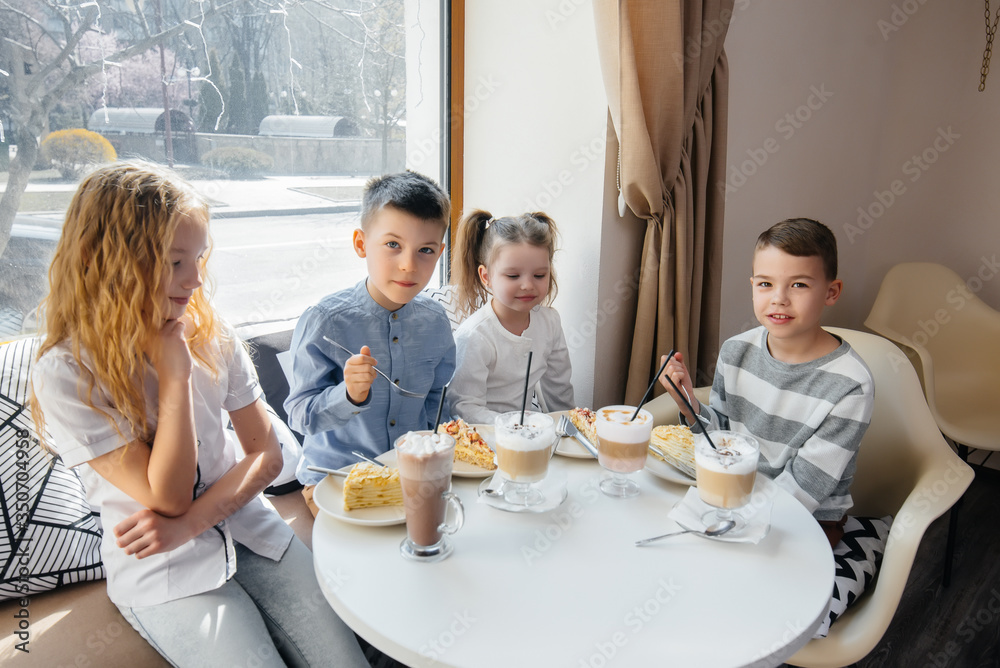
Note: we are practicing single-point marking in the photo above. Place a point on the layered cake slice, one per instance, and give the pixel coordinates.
(583, 419)
(368, 486)
(676, 443)
(469, 444)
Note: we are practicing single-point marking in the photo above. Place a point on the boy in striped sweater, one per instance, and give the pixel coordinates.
(802, 392)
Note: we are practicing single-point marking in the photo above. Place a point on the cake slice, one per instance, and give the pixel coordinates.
(368, 486)
(584, 420)
(674, 444)
(469, 444)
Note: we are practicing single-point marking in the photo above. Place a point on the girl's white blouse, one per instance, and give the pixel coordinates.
(79, 433)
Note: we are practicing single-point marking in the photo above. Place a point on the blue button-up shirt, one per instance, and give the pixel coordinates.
(413, 345)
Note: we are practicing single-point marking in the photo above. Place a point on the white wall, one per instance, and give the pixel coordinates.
(887, 81)
(535, 135)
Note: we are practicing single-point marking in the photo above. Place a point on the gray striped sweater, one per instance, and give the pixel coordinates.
(809, 417)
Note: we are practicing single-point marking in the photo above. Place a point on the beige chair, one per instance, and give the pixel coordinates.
(953, 339)
(905, 469)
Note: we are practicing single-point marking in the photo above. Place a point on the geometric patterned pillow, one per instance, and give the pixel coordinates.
(49, 535)
(857, 558)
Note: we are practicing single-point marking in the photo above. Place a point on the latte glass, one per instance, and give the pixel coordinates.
(622, 446)
(726, 474)
(523, 453)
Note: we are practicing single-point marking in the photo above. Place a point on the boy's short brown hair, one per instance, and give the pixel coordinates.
(803, 237)
(407, 191)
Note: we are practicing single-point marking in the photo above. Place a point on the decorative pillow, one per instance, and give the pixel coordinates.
(857, 558)
(49, 536)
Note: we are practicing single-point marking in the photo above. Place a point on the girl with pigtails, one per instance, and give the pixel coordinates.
(505, 278)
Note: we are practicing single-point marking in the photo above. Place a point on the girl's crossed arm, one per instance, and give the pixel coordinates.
(147, 533)
(161, 477)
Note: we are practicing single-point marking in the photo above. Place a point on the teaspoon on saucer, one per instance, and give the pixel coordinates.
(716, 529)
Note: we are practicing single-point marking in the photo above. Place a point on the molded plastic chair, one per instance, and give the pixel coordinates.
(906, 469)
(955, 337)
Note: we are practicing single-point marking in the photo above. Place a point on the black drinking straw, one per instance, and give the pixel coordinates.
(437, 420)
(691, 408)
(650, 388)
(524, 399)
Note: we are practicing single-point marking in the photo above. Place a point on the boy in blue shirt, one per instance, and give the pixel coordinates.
(335, 399)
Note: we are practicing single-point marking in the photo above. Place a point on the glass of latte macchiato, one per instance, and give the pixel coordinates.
(726, 473)
(523, 449)
(622, 445)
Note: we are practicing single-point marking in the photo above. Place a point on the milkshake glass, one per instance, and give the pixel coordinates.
(425, 461)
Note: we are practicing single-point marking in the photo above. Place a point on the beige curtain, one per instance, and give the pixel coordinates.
(667, 81)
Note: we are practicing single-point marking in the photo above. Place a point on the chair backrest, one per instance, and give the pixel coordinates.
(903, 438)
(929, 309)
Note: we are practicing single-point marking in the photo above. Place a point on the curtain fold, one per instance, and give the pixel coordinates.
(667, 80)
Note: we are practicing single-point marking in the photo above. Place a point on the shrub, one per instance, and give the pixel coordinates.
(238, 162)
(73, 151)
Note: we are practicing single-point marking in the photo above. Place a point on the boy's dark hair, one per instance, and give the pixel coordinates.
(803, 237)
(407, 191)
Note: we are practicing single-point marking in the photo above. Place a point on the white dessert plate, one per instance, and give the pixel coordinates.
(329, 496)
(459, 469)
(661, 469)
(569, 447)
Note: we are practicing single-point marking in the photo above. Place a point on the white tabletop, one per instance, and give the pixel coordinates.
(569, 588)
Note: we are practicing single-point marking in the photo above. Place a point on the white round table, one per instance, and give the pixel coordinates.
(569, 587)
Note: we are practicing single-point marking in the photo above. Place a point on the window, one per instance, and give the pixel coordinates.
(279, 113)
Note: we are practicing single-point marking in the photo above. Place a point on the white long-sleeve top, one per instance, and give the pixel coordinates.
(489, 378)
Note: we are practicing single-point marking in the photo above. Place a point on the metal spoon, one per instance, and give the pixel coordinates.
(489, 491)
(397, 388)
(716, 529)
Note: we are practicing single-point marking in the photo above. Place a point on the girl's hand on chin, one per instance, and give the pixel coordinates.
(169, 352)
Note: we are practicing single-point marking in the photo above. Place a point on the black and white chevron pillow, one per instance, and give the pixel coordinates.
(49, 536)
(857, 558)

* [Task to carry out] Recast all of the entries above as a numbered list, skipping any blank lines and leaving out the pictures.

* [Answer to this exercise]
1. Note: we are practicing single-point marking in the photo above. Place a point on the layered cake slice, one per instance, and give the pixel coordinates.
2. (583, 419)
3. (368, 486)
4. (676, 443)
5. (469, 444)
6. Note: we are practicing single-point marking in the photo above. Place a point on the boy in striped sweater, one per instance, and give the pixel coordinates.
7. (802, 392)
8. Note: we are practicing single-point marking in the photo above. Place a point on the cake slice, one per instance, and give the pixel coordinates.
9. (368, 486)
10. (584, 420)
11. (674, 444)
12. (469, 444)
13. Note: we are practicing single-point marking in the photo above. Place a point on the girl's white blouse, one per instance, and give the pixel coordinates.
14. (79, 433)
15. Note: we are practicing single-point marking in the photo above. Place a point on the blue button-up shirt, one per instance, and give the pixel coordinates.
16. (413, 345)
17. Note: we are practicing single-point marking in the photo above. Place a point on the white wall, one per instance, and give the pixel coordinates.
18. (887, 81)
19. (535, 135)
20. Note: we are practicing single-point marking in the photo above. Place a point on the gray striped sweater, one per instance, and give the pixel coordinates.
21. (809, 417)
22. Note: we are practicing single-point marking in the photo above. Place a point on the beige chair, one per instance, and give the pixel coordinates.
23. (953, 339)
24. (905, 469)
25. Note: we are practicing single-point marking in the photo above. Place a point on the geometric patterned pillow, one per instance, and give the pixel coordinates.
26. (49, 535)
27. (857, 558)
28. Note: we are practicing single-point marking in the photo above. Place a point on the latte glass, one per instance, and give the pixel coordinates.
29. (622, 446)
30. (726, 474)
31. (523, 453)
32. Note: we are practicing single-point marking in the photo above. Place a point on the boy's short brown hair, one per instance, and give the pixel coordinates.
33. (803, 237)
34. (407, 191)
35. Note: we are practicing single-point marking in the photo above. Place a point on the decorative pillow, one per instance, and give the pixel coordinates.
36. (857, 558)
37. (49, 536)
38. Note: we are practicing single-point marking in the photo above. Place a point on the girl with pigtails, one per instance, and give the pixel coordinates.
39. (505, 278)
40. Note: we are practicing single-point marking in the photo above. Place a point on the girl's crossed arm, one per instance, and give the pixel coordinates.
41. (147, 533)
42. (161, 477)
43. Note: we are practicing single-point marking in the photo above. Place a point on the teaspoon on saucer, one per instance, and give the pixel coordinates.
44. (716, 529)
45. Note: we are practicing single-point marking in the photo above. Place a point on the molded plastic chair, one per instance, and give the pixel coordinates.
46. (906, 469)
47. (955, 337)
48. Note: we are practicing single-point marking in the photo above. Place a point on the black drinking straw, one per instance, and give the pixel coordinates.
49. (437, 420)
50. (691, 408)
51. (650, 388)
52. (524, 399)
53. Note: we are practicing single-point marking in the photo above. Place a point on the boy in blue shirt, one per instance, and give the pixel coordinates.
54. (335, 399)
55. Note: we are practicing single-point marking in the photo above. Place a point on the glass of latte macchiato, one per instance, and give the pixel coordinates.
56. (726, 473)
57. (523, 449)
58. (622, 445)
59. Note: we are practicing single-point marking in the photo above. Place a point on the milkshake glass, one per instance, and give the pixel coordinates.
60. (425, 461)
61. Note: we are practicing single-point marking in the photo above. Place a point on the beige curtain, one per instance, and give the pixel coordinates.
62. (667, 81)
63. Note: we are practicing single-point marking in the photo above. Place a point on the chair backrest, one per instance, and give the pixel coordinates.
64. (903, 438)
65. (929, 309)
66. Note: we are practicing single-point marking in the photo above. Place a point on the curtain fold, one per instance, and give the pixel coordinates.
67. (667, 80)
68. Note: we are practicing single-point marking in the photo above. Place a point on the shrub, one per instance, and give the pixel coordinates.
69. (238, 162)
70. (73, 151)
71. Note: we are practicing single-point marking in the photo above. Place a point on the boy's dark hair, one per instance, and give the pixel coordinates.
72. (803, 237)
73. (407, 191)
74. Note: we are practicing single-point marking in the photo above. Place a point on the white dessert plate, one per instance, and give the pixel coordinates.
75. (329, 496)
76. (459, 469)
77. (661, 469)
78. (569, 447)
79. Note: we are practicing single-point marking in the photo above. Place a point on the white tabletop, one per instance, and give the pixel coordinates.
80. (569, 588)
81. Note: we are practicing single-point marking in the photo above. Place a point on the white round table, one per instance, and give the pixel coordinates.
82. (569, 587)
83. Note: we are practicing single-point marking in the photo above. Place a point on the window, one per instance, and give the pixel coordinates.
84. (279, 113)
85. Note: we are practicing single-point marking in the photo above. Place a point on the white long-sleeve top, one per instance, and give the pixel coordinates.
86. (489, 378)
87. Note: we are practicing single-point marking in the photo above. Place a point on the metal spoon, one per instance, and give the pixel coordinates.
88. (489, 491)
89. (397, 388)
90. (716, 529)
91. Note: we are practicing single-point marking in the photo above. Place a point on the girl's hand on chin, one per instance, and give the pixel coordinates.
92. (169, 352)
93. Note: we are practicing single-point marking in the photo above. Place a point on the black and white chevron pillow, one per instance, and give the pixel coordinates.
94. (49, 536)
95. (857, 558)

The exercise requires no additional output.